BEGIN DATASET CONTENT
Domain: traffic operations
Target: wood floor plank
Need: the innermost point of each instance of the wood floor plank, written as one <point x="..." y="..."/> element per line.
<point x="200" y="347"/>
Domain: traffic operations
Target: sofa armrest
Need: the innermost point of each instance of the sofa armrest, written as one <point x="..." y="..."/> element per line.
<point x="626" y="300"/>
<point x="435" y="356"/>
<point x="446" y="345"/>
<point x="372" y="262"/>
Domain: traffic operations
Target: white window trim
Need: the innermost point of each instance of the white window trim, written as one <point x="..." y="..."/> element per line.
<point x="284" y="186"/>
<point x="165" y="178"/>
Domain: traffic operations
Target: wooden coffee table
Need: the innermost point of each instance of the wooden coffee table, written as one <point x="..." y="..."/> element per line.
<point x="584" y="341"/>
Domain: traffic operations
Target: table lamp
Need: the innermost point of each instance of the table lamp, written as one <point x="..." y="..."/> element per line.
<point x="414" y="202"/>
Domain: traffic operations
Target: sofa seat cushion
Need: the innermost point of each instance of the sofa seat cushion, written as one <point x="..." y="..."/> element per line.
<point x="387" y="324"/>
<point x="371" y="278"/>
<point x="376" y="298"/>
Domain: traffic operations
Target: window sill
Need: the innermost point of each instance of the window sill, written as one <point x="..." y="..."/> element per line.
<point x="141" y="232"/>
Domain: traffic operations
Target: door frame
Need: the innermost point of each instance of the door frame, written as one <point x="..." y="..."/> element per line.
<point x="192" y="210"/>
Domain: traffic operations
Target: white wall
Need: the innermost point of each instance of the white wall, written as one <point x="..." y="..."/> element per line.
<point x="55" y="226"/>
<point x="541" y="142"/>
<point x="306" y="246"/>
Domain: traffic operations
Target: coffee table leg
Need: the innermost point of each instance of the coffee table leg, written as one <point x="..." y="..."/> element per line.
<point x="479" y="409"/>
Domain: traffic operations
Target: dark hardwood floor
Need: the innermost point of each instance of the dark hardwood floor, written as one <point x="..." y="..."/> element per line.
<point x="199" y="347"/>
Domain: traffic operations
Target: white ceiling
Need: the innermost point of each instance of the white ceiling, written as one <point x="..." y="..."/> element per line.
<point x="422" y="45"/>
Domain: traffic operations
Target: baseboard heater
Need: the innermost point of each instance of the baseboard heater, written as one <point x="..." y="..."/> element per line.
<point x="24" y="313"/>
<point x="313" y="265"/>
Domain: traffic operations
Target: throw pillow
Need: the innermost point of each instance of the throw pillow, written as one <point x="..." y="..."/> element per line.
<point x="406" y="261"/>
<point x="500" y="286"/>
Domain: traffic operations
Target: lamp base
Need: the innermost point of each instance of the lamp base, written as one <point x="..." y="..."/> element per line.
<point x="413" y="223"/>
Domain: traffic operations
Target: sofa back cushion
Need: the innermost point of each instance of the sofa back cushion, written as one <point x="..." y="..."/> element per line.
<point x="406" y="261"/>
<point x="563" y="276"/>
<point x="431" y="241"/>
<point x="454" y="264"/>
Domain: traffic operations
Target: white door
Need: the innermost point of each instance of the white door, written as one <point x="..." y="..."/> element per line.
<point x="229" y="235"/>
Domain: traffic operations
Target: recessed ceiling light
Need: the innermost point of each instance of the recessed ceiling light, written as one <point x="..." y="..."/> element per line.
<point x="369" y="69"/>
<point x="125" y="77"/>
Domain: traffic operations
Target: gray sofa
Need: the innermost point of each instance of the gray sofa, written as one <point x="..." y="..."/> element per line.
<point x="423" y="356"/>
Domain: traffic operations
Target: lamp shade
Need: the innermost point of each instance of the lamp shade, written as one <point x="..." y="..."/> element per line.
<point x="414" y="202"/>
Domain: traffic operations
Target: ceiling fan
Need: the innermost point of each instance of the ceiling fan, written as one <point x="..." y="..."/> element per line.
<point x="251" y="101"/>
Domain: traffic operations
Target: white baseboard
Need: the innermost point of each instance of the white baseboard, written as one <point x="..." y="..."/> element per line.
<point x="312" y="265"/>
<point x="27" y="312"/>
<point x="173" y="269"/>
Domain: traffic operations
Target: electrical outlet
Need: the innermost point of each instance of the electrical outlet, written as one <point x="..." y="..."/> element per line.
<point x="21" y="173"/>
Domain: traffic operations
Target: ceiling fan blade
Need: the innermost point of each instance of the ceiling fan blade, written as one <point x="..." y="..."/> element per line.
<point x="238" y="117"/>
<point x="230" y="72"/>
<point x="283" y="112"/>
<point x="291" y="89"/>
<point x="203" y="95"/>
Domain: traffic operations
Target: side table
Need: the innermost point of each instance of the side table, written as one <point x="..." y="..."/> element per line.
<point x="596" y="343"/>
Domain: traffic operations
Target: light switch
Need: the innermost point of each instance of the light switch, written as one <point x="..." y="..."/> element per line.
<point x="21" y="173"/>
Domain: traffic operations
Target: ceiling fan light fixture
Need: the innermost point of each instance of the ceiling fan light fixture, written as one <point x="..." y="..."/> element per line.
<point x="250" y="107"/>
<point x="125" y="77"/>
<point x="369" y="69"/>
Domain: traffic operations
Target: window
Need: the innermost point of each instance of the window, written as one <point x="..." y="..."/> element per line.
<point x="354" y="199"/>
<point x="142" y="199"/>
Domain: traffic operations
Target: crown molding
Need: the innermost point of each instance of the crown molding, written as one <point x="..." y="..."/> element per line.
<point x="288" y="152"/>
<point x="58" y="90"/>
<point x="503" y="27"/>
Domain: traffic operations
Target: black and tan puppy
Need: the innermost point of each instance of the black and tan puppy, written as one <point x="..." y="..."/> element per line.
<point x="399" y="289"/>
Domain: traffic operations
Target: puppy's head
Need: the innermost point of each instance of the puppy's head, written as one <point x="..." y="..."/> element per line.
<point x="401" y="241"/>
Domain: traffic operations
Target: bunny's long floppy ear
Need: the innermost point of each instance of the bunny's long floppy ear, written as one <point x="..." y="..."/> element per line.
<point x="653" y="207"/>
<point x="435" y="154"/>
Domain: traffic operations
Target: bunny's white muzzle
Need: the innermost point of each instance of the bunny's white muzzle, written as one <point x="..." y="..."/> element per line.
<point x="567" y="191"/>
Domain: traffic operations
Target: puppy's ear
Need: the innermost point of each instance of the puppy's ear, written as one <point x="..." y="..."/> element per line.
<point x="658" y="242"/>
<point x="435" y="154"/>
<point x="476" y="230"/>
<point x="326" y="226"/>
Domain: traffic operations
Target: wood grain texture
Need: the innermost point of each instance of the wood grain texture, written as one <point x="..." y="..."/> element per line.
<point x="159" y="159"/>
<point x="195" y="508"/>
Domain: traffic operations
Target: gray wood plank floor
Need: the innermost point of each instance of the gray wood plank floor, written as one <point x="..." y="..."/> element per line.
END DATASET CONTENT
**WHAT IS REQUIRED**
Reproduce each entry above exactly, keeping every word.

**ANSWER TO THE PROBLEM**
Domain: traffic operations
Target: wood floor plank
Need: the innermost point of each instance of the wood floor plank, written as one <point x="..." y="..."/> element per line.
<point x="200" y="347"/>
Domain: traffic operations
Target: sofa armrest
Need: the innermost point of each instance of the sofa armrest, written as one <point x="..." y="..."/> element per line.
<point x="626" y="300"/>
<point x="435" y="356"/>
<point x="446" y="345"/>
<point x="372" y="262"/>
Domain: traffic operations
Target: white window trim
Need: the innermost point of each instance of the white window trim, written as one <point x="..." y="..."/> element per line.
<point x="284" y="186"/>
<point x="165" y="178"/>
Domain: traffic operations
Target: wooden coffee table
Need: the innermost point of each instance of the wooden coffee table, written as one <point x="..." y="..."/> element per line.
<point x="584" y="341"/>
Domain: traffic operations
Target: table lamp
Need: the innermost point of each instance of the table lamp, written as one <point x="..." y="..."/> element per line.
<point x="414" y="202"/>
Domain: traffic operations
Target: sofa seat cushion
Need: the innermost point of each instance of the sofa seat cushion, written as one <point x="..." y="..."/> element per line.
<point x="387" y="324"/>
<point x="371" y="278"/>
<point x="376" y="298"/>
Domain: traffic operations
Target: window sill
Need: the innermost point of each instance of the window sill, written as one <point x="..." y="..."/> element per line.
<point x="141" y="232"/>
Domain: traffic operations
Target: door frame
Need: the innermost point of each instance of the door frame, written as one <point x="..." y="..."/> element per line.
<point x="192" y="210"/>
Domain: traffic operations
Target: white wall
Need: the innermost point of each instance of the white wall, written as one <point x="..." y="..."/> element per line.
<point x="55" y="226"/>
<point x="541" y="142"/>
<point x="306" y="246"/>
Domain: traffic operations
Target: coffee table leg
Need: the innermost point of each instance of the coffee table leg, written as one <point x="..." y="..."/> element per line.
<point x="479" y="409"/>
Domain: traffic operations
Target: dark hardwood floor
Need: the innermost point of each instance of the dark hardwood floor, written as one <point x="..." y="..."/> element per line.
<point x="199" y="347"/>
Domain: traffic operations
Target: white ceiling
Need: the innermost point of each instance of the white ceiling, written as one <point x="..." y="..."/> element per line.
<point x="422" y="45"/>
Domain: traffic operations
Target: baseboard heater
Need: the innermost point of each instance of the baseboard heater, written as one <point x="..." y="..."/> element per line.
<point x="24" y="313"/>
<point x="313" y="265"/>
Domain: traffic operations
Target: throw pillow
Need: the innermost point of each instance of the throw pillow, written as one <point x="..." y="..."/> element per line.
<point x="406" y="261"/>
<point x="500" y="286"/>
Domain: traffic operations
Target: lamp base
Need: the innermost point of each instance of the lamp base, written as one <point x="..." y="..."/> element per line.
<point x="413" y="223"/>
Domain: traffic operations
Target: sofa back cushion
Need: the innermost point of each instance of the sofa back cushion, written as one <point x="..." y="..."/> element per line.
<point x="406" y="261"/>
<point x="563" y="276"/>
<point x="431" y="241"/>
<point x="454" y="264"/>
Domain: traffic operations
Target: white door
Need: the innermost point of each instance of the white door, written as one <point x="..." y="..."/> element per line.
<point x="229" y="235"/>
Domain: traffic operations
Target: recessed ceiling light
Need: the innermost point of each instance of the recessed ceiling light, written as one <point x="..." y="..."/> element per line.
<point x="369" y="69"/>
<point x="125" y="77"/>
Domain: traffic operations
Target: gray sofa
Need: the innermost point of each instance of the gray sofa, written as one <point x="..." y="..."/> element per line.
<point x="423" y="356"/>
Domain: traffic operations
Target: lamp shade
Need: the innermost point of each instance of the lamp shade, written as one <point x="..." y="..."/> element per line.
<point x="414" y="202"/>
Domain: traffic operations
Target: ceiling fan
Need: the innermost point of each instance of the ceiling fan, written as one <point x="..." y="..."/> element per line.
<point x="251" y="101"/>
Domain: traffic operations
Target: white baseboard
Need: the innermost point of each instance of the white baseboard, written as one <point x="..." y="..."/> element per line.
<point x="312" y="265"/>
<point x="27" y="312"/>
<point x="173" y="269"/>
Domain: traffic operations
Target: electrical outlet
Need: the innermost point of each instance of the electrical outlet, written as one <point x="..." y="..."/> element per line.
<point x="21" y="173"/>
Domain: traffic operations
Target: ceiling fan blade
Need: the innermost point of each instance of the ceiling fan blade, written as one <point x="..." y="..."/> element per line.
<point x="238" y="117"/>
<point x="230" y="72"/>
<point x="283" y="112"/>
<point x="291" y="89"/>
<point x="203" y="95"/>
Domain: traffic operations
Target: side table
Need: the innermost point of each instance of the side table, written as one <point x="..." y="..."/> element per line.
<point x="596" y="343"/>
Domain: traffic operations
Target: light switch
Need: the innermost point of each instance of the light switch, written as one <point x="..." y="..."/> element per line.
<point x="21" y="173"/>
Domain: traffic operations
Target: ceiling fan light fixture
Need: the innermost point of each instance of the ceiling fan light fixture, written as one <point x="..." y="..."/> element per line.
<point x="250" y="107"/>
<point x="125" y="77"/>
<point x="369" y="69"/>
Domain: traffic operations
Target: window
Need: the innermost point of each instance of the window, written as one <point x="..." y="..."/> element per line.
<point x="354" y="199"/>
<point x="142" y="199"/>
Domain: traffic operations
Target: crown molding
Need: the innermost point of each instance of the crown molding, written as one <point x="..." y="..."/> element per line.
<point x="288" y="152"/>
<point x="58" y="90"/>
<point x="503" y="27"/>
Domain: traffic operations
Target: black and tan puppy
Need: the innermost point of each instance of the black and tan puppy, written as one <point x="..." y="..."/> element per line.
<point x="399" y="289"/>
Domain: traffic operations
Target: puppy's head
Need: the innermost point of each instance of the puppy's head, written as one <point x="..." y="..."/> element per line.
<point x="401" y="241"/>
Domain: traffic operations
Target: bunny's long floppy ear
Need: the innermost point of each instance of the bunny's long floppy ear, written as one <point x="..." y="..."/> element per line.
<point x="653" y="207"/>
<point x="435" y="154"/>
Domain: traffic operations
Target: bunny's white muzzle
Need: the innermost point of each instance of the bunny's white muzzle, written as one <point x="..." y="..."/> element per line.
<point x="567" y="191"/>
Domain: traffic operations
Target: puppy's ear
Need: the innermost point of each instance of the puppy's ear, written as one <point x="..." y="..."/> element per line.
<point x="658" y="242"/>
<point x="435" y="154"/>
<point x="476" y="230"/>
<point x="326" y="226"/>
Domain: traffic operations
Target: wood grain texture
Need: the innermost point of each instance of the wood grain texture, written as one <point x="..." y="..."/> element per line.
<point x="159" y="159"/>
<point x="195" y="508"/>
Domain: traffic operations
Target: gray wood plank floor
Need: the innermost point of each instance of the gray wood plank floor, written as one <point x="..." y="..."/> element per line.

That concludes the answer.